-- Opening Marker --

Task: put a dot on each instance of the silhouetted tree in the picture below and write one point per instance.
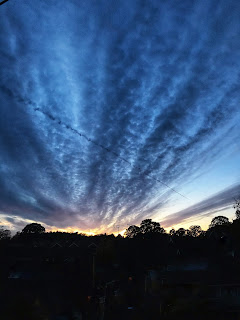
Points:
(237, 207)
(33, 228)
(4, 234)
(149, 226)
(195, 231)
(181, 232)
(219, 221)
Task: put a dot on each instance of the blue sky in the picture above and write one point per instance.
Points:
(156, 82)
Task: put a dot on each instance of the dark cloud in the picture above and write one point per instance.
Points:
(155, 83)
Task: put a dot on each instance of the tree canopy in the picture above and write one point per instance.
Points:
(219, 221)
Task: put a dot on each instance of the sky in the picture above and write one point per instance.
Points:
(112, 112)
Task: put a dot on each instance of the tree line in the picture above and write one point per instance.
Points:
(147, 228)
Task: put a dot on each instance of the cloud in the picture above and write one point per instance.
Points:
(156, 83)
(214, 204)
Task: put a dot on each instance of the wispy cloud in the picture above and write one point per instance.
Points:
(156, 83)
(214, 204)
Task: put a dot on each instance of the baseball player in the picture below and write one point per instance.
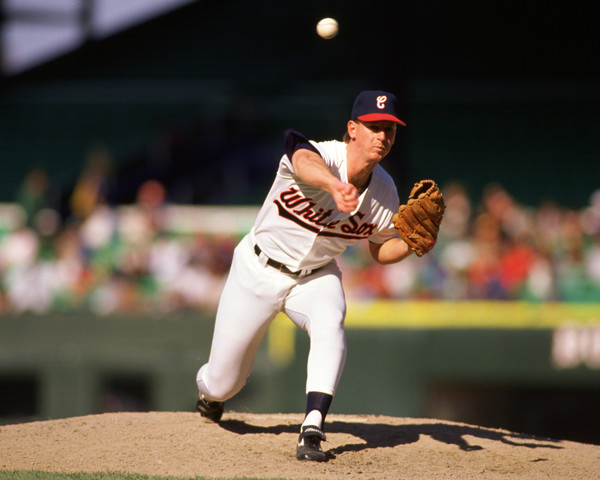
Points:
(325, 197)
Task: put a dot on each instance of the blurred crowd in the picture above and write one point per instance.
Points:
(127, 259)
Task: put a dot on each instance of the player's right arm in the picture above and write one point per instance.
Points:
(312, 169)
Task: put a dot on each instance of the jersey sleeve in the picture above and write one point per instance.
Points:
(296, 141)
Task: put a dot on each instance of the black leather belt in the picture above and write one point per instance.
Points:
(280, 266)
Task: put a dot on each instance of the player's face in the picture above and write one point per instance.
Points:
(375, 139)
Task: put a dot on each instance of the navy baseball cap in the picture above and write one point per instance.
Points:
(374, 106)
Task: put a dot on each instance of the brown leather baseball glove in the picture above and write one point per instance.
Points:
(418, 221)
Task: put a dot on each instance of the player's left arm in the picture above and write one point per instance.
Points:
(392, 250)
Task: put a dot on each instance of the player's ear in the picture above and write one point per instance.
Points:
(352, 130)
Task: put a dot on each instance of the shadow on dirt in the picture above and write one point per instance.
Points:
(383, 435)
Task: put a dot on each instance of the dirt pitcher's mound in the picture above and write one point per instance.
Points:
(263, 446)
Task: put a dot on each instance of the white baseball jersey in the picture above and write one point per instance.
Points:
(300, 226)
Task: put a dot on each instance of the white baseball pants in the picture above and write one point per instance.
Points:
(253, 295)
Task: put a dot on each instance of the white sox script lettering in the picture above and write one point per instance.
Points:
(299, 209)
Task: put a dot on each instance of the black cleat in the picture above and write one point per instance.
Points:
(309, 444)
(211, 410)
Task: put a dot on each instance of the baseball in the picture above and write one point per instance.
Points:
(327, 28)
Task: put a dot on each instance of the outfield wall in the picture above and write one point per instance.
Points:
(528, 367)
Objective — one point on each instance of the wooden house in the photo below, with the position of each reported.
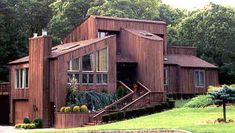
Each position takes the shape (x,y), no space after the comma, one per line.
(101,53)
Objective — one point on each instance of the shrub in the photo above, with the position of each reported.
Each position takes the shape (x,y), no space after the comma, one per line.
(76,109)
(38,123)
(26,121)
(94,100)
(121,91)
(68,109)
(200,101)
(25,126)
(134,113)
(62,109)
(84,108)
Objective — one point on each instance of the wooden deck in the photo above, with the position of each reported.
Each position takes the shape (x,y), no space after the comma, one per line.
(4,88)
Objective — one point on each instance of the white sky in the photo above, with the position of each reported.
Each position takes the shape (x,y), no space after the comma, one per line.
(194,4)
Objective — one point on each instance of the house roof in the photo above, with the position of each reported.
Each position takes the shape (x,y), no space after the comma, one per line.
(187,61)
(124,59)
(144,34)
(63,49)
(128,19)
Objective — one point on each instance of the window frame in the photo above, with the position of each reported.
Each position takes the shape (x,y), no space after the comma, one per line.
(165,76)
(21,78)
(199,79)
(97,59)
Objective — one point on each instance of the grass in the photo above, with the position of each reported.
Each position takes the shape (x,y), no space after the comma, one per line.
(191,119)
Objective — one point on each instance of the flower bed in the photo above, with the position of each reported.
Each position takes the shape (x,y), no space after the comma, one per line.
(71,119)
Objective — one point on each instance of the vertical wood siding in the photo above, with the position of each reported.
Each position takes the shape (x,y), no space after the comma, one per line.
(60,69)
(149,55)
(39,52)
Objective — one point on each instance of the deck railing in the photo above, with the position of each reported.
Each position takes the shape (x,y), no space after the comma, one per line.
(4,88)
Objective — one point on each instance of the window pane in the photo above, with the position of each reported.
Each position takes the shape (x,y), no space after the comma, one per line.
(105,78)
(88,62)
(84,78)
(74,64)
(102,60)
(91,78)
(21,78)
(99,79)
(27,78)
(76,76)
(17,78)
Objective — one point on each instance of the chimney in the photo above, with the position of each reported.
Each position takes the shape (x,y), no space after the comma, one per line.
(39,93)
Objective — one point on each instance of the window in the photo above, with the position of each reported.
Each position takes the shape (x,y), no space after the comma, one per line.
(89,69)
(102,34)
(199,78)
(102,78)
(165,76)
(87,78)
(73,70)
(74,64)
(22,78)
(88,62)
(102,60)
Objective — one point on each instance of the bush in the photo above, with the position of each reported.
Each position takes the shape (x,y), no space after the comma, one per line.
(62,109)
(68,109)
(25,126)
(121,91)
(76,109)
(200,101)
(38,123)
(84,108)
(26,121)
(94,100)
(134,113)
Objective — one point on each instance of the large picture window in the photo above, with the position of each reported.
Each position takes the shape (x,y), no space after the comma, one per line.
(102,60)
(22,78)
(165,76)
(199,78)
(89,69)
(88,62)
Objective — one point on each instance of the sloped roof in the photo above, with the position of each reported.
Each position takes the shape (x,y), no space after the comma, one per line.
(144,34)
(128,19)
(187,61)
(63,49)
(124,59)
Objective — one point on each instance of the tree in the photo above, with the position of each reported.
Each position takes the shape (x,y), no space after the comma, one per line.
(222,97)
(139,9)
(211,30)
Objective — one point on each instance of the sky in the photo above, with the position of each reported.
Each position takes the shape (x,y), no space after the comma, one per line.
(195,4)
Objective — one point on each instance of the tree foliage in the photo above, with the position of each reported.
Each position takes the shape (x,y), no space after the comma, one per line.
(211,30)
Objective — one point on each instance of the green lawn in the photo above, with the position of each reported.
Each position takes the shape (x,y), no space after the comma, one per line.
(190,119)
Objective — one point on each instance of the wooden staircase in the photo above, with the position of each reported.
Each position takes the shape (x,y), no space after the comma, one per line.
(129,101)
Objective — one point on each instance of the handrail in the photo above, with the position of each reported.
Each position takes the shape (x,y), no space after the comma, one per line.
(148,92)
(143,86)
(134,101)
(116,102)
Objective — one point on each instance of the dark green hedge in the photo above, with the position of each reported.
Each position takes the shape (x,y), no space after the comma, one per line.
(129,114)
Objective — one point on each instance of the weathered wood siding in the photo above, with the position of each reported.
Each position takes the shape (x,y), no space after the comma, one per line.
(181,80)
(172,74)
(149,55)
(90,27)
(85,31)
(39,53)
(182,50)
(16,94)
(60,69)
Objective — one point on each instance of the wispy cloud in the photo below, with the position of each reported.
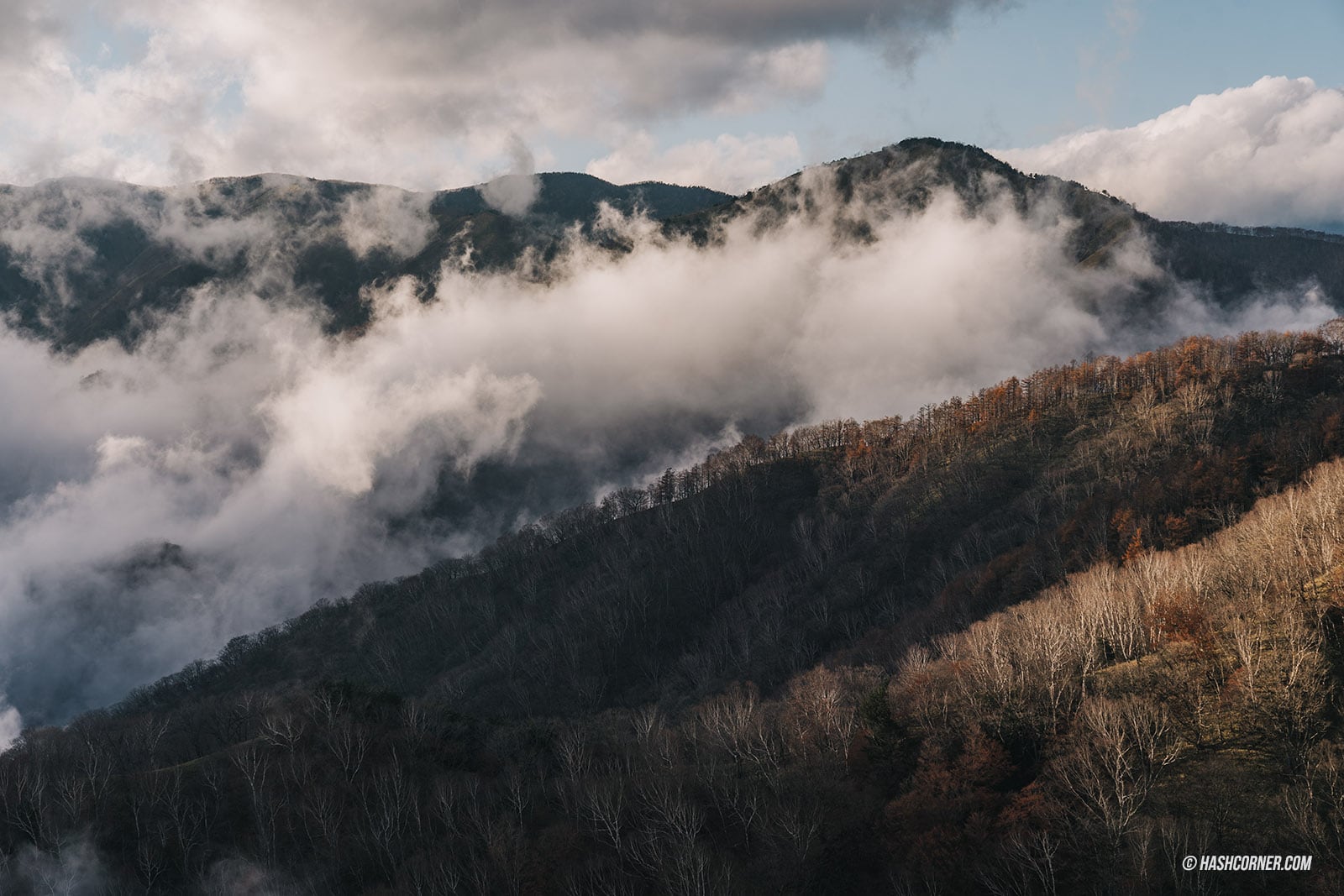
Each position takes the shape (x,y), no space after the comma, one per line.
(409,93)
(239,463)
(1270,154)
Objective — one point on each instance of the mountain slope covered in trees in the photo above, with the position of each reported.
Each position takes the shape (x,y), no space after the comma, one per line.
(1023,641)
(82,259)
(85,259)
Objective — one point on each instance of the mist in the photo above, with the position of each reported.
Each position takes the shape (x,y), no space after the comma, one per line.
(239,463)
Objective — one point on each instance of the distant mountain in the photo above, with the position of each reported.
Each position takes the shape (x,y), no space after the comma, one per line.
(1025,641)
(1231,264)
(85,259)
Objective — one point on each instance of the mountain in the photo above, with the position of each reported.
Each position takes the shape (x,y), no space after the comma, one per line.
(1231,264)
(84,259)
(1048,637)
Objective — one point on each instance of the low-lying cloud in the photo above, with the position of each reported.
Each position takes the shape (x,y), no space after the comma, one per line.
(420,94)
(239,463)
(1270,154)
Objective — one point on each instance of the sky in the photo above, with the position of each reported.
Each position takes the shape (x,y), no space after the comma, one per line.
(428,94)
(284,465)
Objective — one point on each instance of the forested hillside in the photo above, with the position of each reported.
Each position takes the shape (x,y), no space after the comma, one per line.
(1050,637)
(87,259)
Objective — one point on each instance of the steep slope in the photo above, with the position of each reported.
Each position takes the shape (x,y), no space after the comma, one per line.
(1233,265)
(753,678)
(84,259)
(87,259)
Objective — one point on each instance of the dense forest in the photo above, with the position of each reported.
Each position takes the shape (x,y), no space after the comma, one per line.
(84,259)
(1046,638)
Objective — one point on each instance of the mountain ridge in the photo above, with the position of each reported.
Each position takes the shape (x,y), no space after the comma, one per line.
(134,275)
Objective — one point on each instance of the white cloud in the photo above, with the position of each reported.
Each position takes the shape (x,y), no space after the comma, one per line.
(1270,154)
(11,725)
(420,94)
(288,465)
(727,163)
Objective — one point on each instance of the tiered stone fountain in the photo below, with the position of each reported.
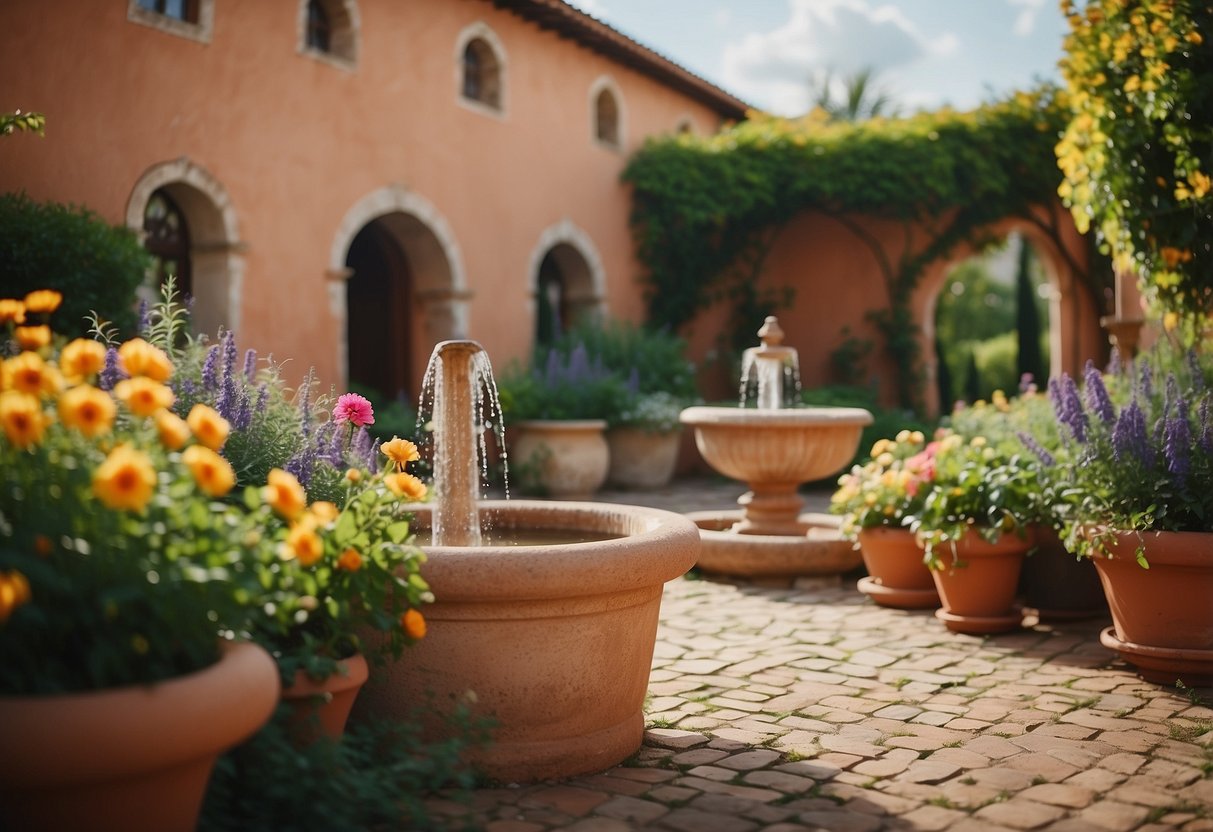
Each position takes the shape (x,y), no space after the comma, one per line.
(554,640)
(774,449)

-- Closing Marker --

### ACTIVITY
Some lines in the material contain "player". Show all of them.

### RESULT BELOW
Task: put a dot on each instance of the baseball player in the picture below and write one point per instance.
Task: put a dot on each instance of the player's right arm in the picture above and write one point per instance.
Task: put a dot on each instance of the player's face in the picture above and write one point per instance.
Task: put a dot on each instance of the player's left arm in the picture above and write one point per instance.
Task: put a dot on each instance of the player's ear in the picture above and write one point per instance.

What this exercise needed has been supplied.